**WHAT THE TASK REQUIRES**
In the dating excerpt below, condense the paragraph that opens with "I've met men in different ways" into a brief list.

**EXCERPT TO READ**
↓

No problem. Because they felt uncomfortable too. They’d also gone through most of the men.

Next door was no better.

I saw Rosebank, Delta Park and Westcliff. All together at one cosy table.

Sara had slept with Rosebank, Lucy had dated Delta Park and well, I’d kind of done Westcliff.

So much for the five kilometre radius.

It was a disaster.

I have no choice but to extend my low mileage rule.

I’m going to have to put on flat shoes, wear a dress that doesn’t crease, wind down the windows of my car, and put the music on full blast.


Hello Alberton, hello…

driving in heels

Dating – just like The Hunger Games.

Dating Games are a lot like the Hunger Games. Except that the Hunger Games are much simpler. They always end in death.

Which is not to say that dating does not end the same way. It’s just drawn out and much more painful. And it usually ends with one party feeling a lot like ‘argh, fuck this’.

I’ve met men in different ways. Sometimes, it’s through a friend of a friend. Other times, online dating sites.
There’ve been chance encounters in coffee shops and bars, and I’ve even tried Tinder.

Each has its difficulties, but hey, we should be open to them all. Because it’s not so much about how we meet the man, it’s about the man himself.

There are several profiles.

The Serious Dater – not to be confused with the Serial Dater. The Serious Dater is looking for a life partner.
This is a good thing. He wants commitment. The Serious Dater usually falls in love with you on Date Number One. He tells you everything about himself in the first hour and keeps no secrets.

↑

**Stored records**

↓

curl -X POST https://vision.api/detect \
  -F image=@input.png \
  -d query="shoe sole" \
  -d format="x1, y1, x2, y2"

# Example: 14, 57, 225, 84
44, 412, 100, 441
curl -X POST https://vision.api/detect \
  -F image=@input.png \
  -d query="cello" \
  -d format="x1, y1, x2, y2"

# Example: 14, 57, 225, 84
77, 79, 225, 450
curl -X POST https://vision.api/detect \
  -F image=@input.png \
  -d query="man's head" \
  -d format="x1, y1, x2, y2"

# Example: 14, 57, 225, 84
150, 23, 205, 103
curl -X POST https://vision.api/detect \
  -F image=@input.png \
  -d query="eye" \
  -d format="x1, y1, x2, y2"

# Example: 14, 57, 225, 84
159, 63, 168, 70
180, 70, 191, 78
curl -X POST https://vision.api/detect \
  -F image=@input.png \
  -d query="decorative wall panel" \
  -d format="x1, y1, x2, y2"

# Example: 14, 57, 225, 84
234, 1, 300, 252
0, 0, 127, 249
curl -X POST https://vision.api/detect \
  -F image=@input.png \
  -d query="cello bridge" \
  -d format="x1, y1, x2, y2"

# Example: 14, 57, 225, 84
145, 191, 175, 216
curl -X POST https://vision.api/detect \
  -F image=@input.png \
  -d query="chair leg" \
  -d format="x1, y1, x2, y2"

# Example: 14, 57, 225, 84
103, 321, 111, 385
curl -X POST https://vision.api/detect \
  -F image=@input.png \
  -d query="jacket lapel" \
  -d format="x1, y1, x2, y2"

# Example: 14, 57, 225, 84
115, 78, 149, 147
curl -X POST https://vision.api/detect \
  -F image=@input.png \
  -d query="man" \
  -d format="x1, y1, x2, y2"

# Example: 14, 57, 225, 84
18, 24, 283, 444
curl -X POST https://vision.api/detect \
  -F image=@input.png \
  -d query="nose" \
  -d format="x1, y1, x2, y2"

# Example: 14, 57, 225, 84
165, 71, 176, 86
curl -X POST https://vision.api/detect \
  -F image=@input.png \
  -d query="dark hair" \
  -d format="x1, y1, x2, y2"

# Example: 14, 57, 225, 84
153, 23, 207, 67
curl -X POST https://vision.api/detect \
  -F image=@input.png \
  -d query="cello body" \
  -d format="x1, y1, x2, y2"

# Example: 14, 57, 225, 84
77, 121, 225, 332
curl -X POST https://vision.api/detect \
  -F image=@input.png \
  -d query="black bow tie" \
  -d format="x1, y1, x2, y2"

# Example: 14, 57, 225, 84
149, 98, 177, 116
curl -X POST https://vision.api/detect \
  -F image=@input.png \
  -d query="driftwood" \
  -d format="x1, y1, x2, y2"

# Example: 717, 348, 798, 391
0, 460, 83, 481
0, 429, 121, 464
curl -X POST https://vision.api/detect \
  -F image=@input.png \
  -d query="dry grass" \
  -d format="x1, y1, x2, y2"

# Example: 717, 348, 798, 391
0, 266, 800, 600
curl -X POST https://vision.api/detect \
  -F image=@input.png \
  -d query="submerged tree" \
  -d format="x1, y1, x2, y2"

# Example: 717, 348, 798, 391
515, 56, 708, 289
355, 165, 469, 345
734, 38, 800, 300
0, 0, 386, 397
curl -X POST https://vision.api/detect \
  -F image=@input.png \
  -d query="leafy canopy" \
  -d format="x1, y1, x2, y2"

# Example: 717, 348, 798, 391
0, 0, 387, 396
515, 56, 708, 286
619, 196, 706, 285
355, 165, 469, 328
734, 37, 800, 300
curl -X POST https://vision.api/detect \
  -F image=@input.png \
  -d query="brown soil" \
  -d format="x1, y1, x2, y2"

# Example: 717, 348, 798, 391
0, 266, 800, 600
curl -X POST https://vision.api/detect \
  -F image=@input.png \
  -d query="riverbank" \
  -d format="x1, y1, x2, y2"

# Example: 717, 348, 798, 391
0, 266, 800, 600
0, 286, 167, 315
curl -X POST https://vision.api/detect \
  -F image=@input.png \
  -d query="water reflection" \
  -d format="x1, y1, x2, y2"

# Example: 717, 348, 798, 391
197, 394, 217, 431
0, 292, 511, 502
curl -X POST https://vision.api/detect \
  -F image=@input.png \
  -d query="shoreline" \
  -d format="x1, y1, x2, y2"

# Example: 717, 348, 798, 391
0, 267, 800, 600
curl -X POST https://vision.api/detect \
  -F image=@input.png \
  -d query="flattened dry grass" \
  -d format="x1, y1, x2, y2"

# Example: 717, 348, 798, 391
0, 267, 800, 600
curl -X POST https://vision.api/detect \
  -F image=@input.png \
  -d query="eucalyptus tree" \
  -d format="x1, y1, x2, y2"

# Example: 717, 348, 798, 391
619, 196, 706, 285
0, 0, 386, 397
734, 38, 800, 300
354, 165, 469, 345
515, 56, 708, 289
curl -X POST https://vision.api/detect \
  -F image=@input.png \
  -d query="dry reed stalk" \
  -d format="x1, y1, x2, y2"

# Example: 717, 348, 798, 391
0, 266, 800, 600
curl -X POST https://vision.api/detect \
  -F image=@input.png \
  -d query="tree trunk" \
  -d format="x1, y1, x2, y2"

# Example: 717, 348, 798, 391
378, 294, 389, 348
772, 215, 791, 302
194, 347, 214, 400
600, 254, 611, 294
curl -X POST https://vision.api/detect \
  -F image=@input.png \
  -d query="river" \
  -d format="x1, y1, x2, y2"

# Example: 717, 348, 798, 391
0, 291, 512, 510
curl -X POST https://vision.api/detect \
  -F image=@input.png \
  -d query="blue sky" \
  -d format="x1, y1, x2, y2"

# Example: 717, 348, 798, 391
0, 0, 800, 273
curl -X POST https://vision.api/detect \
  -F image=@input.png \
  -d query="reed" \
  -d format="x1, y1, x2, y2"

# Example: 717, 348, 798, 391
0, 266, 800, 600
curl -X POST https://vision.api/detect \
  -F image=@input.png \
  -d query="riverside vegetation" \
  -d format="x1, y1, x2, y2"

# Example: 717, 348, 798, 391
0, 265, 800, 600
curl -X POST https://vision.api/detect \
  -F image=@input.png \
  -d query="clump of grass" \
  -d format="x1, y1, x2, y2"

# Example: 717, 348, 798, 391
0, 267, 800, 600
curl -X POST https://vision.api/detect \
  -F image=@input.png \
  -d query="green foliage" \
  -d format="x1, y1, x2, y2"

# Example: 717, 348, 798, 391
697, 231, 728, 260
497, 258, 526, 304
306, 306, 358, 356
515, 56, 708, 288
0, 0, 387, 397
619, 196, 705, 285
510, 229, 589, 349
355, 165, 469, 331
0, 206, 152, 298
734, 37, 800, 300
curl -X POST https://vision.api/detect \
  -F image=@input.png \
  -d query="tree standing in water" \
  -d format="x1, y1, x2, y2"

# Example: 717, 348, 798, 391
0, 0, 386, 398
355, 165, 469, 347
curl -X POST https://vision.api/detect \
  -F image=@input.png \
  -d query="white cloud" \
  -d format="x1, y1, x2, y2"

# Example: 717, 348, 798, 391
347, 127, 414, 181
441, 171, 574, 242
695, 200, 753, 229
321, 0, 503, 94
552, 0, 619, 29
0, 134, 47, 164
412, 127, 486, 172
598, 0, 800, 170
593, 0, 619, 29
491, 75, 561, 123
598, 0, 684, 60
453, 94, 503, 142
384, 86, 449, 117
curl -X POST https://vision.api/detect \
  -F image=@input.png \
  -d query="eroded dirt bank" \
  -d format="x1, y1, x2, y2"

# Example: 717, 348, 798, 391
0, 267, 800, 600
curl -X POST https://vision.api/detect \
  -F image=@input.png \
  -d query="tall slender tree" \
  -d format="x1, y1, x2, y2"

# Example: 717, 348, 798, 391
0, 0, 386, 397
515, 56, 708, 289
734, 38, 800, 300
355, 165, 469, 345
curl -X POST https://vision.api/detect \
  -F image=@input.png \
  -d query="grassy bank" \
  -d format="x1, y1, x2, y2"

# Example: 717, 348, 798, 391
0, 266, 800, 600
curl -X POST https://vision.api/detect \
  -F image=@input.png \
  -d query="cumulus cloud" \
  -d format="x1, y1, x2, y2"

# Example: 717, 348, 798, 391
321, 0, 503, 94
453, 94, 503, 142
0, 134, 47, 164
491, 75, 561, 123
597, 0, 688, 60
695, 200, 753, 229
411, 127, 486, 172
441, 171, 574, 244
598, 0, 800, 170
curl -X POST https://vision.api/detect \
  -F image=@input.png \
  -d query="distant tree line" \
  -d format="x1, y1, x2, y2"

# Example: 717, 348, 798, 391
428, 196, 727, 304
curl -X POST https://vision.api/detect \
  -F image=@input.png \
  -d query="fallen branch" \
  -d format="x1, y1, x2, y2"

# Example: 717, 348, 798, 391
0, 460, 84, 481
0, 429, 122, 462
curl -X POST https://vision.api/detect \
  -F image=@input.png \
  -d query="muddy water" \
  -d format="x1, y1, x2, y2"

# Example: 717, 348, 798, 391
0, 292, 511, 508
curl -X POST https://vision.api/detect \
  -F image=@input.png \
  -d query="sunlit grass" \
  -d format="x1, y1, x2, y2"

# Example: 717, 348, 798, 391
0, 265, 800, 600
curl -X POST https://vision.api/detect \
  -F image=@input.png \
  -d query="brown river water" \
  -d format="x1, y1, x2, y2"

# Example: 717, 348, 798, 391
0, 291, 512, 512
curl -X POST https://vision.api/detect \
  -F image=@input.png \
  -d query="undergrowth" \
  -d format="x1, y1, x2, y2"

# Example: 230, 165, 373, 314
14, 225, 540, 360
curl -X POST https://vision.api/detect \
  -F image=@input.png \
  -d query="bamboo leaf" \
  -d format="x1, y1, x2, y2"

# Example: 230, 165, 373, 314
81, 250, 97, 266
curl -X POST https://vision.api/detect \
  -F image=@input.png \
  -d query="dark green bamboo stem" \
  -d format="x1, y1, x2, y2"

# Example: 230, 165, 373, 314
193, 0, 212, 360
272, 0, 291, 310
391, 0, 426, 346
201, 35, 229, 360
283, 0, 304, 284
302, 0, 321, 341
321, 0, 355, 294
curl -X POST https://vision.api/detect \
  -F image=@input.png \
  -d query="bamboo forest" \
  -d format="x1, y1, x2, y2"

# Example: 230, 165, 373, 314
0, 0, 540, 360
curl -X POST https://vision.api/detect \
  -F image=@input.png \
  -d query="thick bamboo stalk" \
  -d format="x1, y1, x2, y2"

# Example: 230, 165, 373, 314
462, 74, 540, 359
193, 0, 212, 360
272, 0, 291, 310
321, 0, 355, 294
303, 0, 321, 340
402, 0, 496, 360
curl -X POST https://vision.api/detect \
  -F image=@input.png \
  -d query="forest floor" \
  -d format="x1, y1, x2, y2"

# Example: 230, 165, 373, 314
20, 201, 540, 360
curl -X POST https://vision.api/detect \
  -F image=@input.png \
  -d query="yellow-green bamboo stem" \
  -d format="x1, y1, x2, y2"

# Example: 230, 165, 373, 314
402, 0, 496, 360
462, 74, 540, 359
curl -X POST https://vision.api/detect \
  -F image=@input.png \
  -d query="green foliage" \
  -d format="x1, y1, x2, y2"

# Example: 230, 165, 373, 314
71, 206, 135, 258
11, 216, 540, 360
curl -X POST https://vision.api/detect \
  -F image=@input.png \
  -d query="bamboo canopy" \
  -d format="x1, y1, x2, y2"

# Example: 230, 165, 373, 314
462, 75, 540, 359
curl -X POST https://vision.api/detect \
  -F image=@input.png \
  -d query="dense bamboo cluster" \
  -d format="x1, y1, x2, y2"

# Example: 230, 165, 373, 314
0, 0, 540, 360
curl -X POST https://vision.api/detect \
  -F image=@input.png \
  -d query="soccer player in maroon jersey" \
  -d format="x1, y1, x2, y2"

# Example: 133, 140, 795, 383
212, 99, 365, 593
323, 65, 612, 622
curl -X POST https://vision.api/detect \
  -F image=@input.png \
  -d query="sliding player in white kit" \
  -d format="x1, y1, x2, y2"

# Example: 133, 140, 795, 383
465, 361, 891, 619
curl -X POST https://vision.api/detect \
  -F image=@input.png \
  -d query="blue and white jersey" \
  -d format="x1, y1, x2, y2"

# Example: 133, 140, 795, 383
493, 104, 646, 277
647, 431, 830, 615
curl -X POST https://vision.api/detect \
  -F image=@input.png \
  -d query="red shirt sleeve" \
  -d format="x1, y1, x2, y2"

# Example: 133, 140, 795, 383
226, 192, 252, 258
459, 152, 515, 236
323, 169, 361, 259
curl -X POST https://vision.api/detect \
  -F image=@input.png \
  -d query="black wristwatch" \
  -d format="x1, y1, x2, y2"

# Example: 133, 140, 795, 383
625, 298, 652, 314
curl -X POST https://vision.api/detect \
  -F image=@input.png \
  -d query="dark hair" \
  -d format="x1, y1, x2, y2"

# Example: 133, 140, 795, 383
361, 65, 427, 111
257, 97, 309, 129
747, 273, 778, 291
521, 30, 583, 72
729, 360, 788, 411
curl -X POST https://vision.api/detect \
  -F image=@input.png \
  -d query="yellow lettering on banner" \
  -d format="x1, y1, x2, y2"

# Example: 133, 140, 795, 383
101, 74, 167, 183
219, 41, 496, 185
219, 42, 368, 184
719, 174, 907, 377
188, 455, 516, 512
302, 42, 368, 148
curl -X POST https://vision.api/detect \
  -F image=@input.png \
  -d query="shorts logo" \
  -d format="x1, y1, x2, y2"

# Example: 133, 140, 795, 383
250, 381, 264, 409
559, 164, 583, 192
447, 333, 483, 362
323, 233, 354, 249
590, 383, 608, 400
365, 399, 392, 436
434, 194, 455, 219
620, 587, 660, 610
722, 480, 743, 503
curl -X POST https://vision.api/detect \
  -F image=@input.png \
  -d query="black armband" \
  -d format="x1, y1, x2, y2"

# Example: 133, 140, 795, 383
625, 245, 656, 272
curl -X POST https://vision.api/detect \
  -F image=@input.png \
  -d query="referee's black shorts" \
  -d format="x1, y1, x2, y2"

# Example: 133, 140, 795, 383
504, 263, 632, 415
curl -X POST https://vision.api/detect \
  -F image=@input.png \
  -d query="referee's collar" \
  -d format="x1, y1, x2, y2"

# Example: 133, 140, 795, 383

↑

**TASK ANSWER**
Ways the writer has met men:
- Through a friend of a friend
- On online dating sites
- By chance in coffee shops and bars
- On Tinder